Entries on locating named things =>
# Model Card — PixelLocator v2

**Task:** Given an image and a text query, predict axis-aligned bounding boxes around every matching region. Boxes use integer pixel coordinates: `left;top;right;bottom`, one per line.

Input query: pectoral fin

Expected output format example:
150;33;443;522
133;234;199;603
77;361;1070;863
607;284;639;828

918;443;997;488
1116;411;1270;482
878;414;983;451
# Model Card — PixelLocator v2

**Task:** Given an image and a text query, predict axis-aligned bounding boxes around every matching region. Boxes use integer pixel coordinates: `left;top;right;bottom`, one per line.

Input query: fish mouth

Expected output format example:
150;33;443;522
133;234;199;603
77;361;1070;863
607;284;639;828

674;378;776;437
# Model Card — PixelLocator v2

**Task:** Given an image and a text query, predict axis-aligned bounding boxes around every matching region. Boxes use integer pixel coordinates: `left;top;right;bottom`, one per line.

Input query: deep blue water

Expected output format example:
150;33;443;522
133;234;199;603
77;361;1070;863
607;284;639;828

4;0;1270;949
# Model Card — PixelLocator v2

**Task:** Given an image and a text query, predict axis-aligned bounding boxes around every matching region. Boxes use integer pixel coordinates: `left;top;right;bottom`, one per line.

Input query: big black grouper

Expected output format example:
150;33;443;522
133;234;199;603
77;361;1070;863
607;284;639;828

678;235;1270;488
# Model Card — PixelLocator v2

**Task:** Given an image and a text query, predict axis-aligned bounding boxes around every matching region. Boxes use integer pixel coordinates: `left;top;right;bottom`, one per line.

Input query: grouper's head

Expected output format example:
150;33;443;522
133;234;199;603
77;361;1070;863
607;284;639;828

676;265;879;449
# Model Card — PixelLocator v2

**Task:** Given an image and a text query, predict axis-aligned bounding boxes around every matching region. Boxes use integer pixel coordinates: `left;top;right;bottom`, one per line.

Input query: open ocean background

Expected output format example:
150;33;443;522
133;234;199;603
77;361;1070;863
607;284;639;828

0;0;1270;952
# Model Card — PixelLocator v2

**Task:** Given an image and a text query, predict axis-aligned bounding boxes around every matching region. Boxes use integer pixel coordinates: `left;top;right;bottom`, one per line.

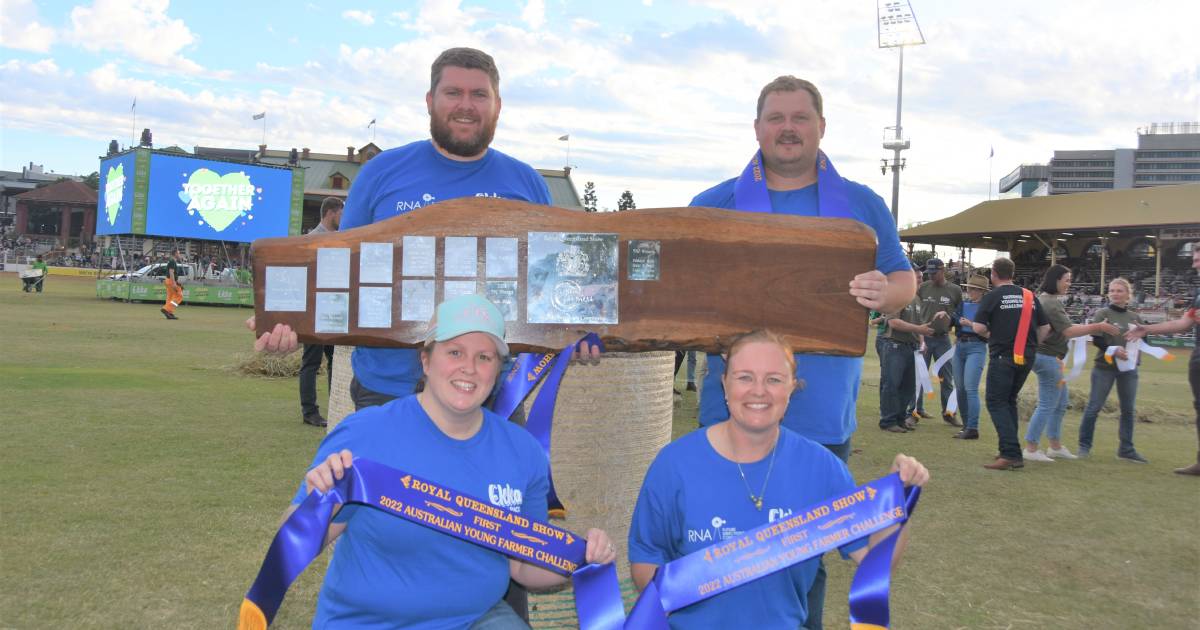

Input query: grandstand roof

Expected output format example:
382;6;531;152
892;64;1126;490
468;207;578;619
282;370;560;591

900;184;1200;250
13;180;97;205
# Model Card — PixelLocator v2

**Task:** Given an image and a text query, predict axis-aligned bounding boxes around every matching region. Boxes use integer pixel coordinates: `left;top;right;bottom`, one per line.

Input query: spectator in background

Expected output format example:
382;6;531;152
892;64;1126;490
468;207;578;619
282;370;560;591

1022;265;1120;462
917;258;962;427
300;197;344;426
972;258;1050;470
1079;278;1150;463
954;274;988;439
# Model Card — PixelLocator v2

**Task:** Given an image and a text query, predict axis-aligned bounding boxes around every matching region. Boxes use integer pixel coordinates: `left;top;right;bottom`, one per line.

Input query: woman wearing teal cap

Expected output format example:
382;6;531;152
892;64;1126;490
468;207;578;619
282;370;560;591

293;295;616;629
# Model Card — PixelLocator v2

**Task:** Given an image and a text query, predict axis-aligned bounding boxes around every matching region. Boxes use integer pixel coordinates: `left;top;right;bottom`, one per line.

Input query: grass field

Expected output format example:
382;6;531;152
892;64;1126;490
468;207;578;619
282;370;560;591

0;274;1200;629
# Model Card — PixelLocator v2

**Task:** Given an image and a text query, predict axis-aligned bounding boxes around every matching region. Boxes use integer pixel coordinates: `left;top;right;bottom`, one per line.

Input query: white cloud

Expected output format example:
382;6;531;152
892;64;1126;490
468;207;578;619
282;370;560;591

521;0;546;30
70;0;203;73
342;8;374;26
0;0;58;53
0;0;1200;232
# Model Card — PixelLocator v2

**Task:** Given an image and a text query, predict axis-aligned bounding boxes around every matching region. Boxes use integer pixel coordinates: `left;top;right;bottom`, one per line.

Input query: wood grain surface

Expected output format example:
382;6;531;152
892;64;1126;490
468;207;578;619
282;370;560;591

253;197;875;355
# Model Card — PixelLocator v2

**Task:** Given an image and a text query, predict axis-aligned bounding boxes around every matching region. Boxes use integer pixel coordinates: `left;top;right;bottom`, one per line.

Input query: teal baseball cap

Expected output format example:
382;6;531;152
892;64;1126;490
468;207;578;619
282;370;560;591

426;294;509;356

WRITTEN REQUEST =>
Reproduce all of the entries above exactly, leaving out the pictures.

ANSWER TO THIS TASK =>
# Model Card — PixelLocator v2

**Task:** Given an image and a text query, predict axis-aligned bounding boxes around every matching region. Boxes use integer pixel coordinates: `left;top;right;bottom`, one per line.

Input query: pectoral fin

Expected output format example:
150;33;443;522
133;234;199;603
77;361;1070;863
607;284;639;828

918;443;997;488
1116;411;1270;482
878;414;983;451
# Model Card — PixelLocator v2

**Task:** Given an image and a text query, predict axis-aligned bounding boxes around every matching region. Boxes use integer pixel coordinates: `left;top;right;bottom`, one per line.

Input query: fish mouth

Expected output format example:
150;33;443;522
133;234;199;603
77;361;1070;863
607;284;639;828

674;378;776;437
# Model Card — PixelLocator v2

**Task:** Given an image and a text query, predict axis-aligned bounding boxes around every matching region. Boxes use integer pixel coordinates: `left;top;right;bottom`, one per line.

Input query: deep blue water

Expected output format example:
150;33;443;522
133;234;199;603
77;361;1070;863
607;284;639;828

4;0;1270;949
# Model Card — PixelLocator v2

**Task:** Given an image and a text query, predict axis-aligned bounding boxes around every matching region. Boxes use integer pixel coordinates: `left;top;right;bottom`, one per line.

Input query: big black grouper

Expected output format example:
150;33;443;522
133;234;199;603
77;361;1070;863
607;284;639;828

678;235;1270;488
# Model Card — PixelLocator v2

**Task:** Given an image and a text query, predict axis-aligned bounding boxes around every matching region. Boxes use integer pixel coordinates: `left;top;right;bottom`, one per line.

Input query: grouper's head

Expected output format example:
150;33;443;522
133;234;199;603
77;361;1070;863
607;284;639;828

676;265;879;449
# Model Card — PixelLocator v2

**Task:** Given an image and a text query, predict axis-aligned bounding boxes around every matching region. Boxes use integer pixel coordinates: `left;top;right;bottom`, one per line.

Input query: open ocean background

Expected output format example:
150;33;443;522
133;234;199;603
77;361;1070;863
607;284;639;828

0;0;1270;952
# Model Card — PixelLocator v2

**Task:** Given an image and a text query, predict axis-aligned bounding boxes around every matching region. Boxes use integer pixel coordinates: `left;top;right;bottom`, one per line.


Input query: grandstand roof

Expected output format example:
382;6;531;152
892;64;1126;490
468;207;578;619
282;370;560;591

900;184;1200;250
13;180;97;205
# Model Card — PixelLocator v2

**Task:** Given an image and a text query, predict axis-aligned bounding boxes around every matching region. Boxes use integer pixel coordinates: `left;top;right;bottom`, one per line.

Input query: spectator in background

Expected output format example:
382;6;531;152
892;64;1126;490
468;207;578;619
282;370;560;591

1022;265;1120;462
917;258;962;427
300;197;344;426
972;258;1050;470
1079;278;1150;463
954;274;988;439
# Model Card — PixelLocator v2

**Task:** Given an image and a text query, predict axis-aligned bounding boxes around every matching region. Boxes use integer pixel coordinates: `left;top;right;bottom`, one per line.

Input query: woman wearing teal cap

Expected output format example:
382;6;531;152
892;64;1126;490
468;207;578;619
282;370;560;591

293;295;616;629
# Model Card — PixelLocator v2

**Task:** Given an image and a text query, predict axis-aligned bounding boxes around every matching region. Boxes use integer pixel coordinates: `left;top;right;bottom`, one per line.

Input query: grass field

Expected output format example:
382;6;531;152
892;64;1126;490
468;207;578;619
282;370;560;591

0;274;1200;629
# Model Card — PixelLocator v2

**Task:** Given an image and a text query, predict axis-aligned bounding boxes around every matching region. Boxes use integer pixel coordinates: `left;top;right;bottom`, one per line.

Input query: white cloud

Expected output format example:
382;6;531;152
892;64;1126;490
468;207;578;619
282;370;560;591

521;0;546;30
70;0;203;73
342;8;374;26
0;0;58;53
0;0;1200;232
# Model Card — PixelLocator v2

**Task:** Given an image and a text query, predict axis-aligned bounding boxes around every matching region. Boxes use integer pixel coordinates: `left;top;right;bottom`, one per line.

Input query: wood grain surface

Expected output format example:
382;6;531;152
892;64;1126;490
468;207;578;619
282;370;560;591

253;197;875;355
# Model Card — PixelLocator v2

**Task:** Given an image and a text query, predict axis-aligned bounding boxes around every matching region. Boxes use integer pixel coordinates: `left;top;right;bottom`, one per line.

Input query: teal baseball cap

Expected output format example:
382;6;531;152
892;64;1126;490
468;207;578;619
282;370;560;591

426;294;509;356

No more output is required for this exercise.